### PROBLEM REQUIREMENTS
Could you rewrite the items between the lines holding "For each instance of the bridge stone" and "[[362, 391], [319, 396]]", inclusive, with their requests, adding 21 to every coordinate in the answers but not to the coordinates in the requests or their format samples?

**** EXTRACTED ENTRIES

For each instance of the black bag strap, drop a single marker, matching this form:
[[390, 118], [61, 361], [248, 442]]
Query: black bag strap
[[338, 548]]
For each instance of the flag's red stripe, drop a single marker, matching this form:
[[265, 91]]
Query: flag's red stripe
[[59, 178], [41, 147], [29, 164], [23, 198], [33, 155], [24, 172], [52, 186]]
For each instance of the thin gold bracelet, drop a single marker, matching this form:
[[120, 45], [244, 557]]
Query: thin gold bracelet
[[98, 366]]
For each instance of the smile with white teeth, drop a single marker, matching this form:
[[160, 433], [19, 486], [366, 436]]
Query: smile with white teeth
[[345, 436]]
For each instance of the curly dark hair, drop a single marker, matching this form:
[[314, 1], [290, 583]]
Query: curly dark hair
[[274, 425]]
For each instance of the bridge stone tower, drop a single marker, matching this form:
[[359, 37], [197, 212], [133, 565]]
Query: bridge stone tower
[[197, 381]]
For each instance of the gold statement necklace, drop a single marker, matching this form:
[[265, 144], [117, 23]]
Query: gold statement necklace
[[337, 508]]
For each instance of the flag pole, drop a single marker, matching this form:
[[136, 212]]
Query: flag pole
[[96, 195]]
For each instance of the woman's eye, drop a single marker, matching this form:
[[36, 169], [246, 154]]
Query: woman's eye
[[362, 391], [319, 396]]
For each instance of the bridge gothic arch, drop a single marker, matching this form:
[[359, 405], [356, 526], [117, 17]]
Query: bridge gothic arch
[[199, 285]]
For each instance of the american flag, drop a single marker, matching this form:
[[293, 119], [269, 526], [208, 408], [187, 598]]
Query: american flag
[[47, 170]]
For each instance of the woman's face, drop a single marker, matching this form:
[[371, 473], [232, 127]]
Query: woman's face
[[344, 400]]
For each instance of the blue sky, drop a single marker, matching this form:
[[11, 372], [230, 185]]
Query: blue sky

********

### THE OUTPUT
For each instance of the bridge stone tower, drop a single marker, matching this form:
[[359, 37], [197, 212], [133, 565]]
Query: bridge stone tower
[[218, 402]]
For each instance of the gold statement necklace, drop a single marker, matching this form:
[[265, 144], [117, 23]]
Query: gold statement necklace
[[358, 529]]
For each instance of the flag pole, drop a single marker, matching this form:
[[136, 212]]
Query: flag pole
[[117, 216]]
For each instance of the woman's eye, drop a single marker, matching this form:
[[36, 169], [246, 154]]
Query: woman's eye
[[383, 412], [340, 417]]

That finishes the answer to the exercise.